** Opening Material provided block **
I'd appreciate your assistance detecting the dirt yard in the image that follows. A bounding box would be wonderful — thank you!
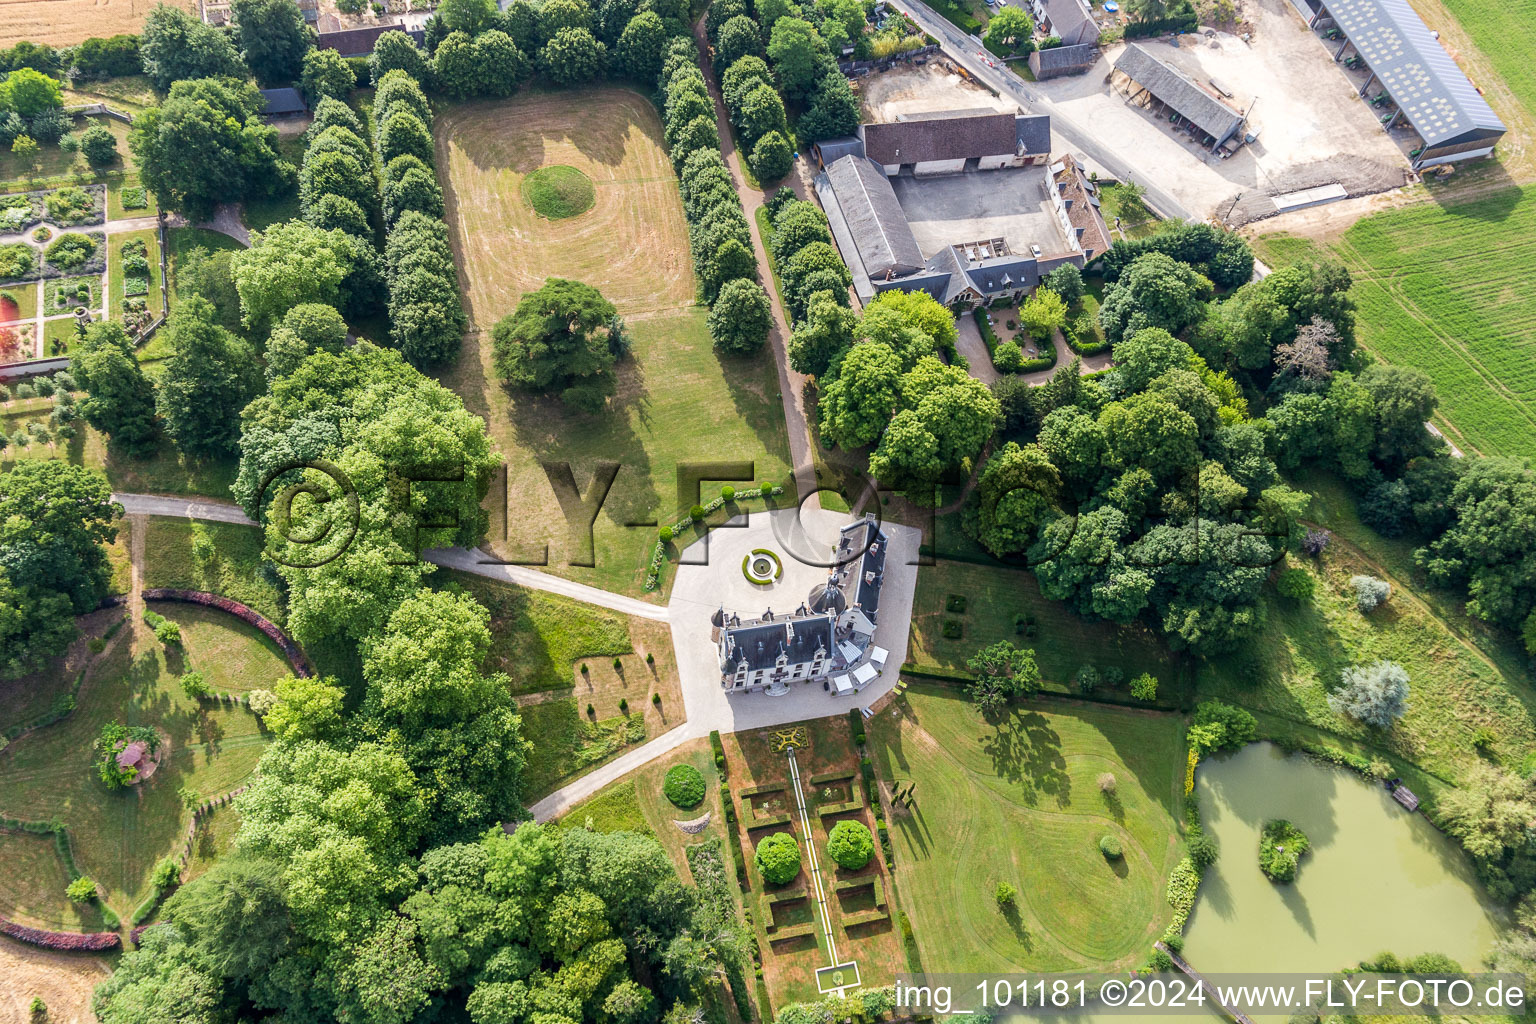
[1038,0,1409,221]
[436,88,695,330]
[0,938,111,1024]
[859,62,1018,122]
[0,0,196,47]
** Closing Material provided block **
**Problem description**
Leave out the pictures and set down everything else in the entries above exactly.

**Written answer**
I'd appreciate your assistance detecting the dirt yard in the image that follows. A bounding box would be wonderful — thank you!
[1038,0,1409,221]
[436,88,695,330]
[0,938,111,1024]
[859,62,1018,122]
[0,0,196,47]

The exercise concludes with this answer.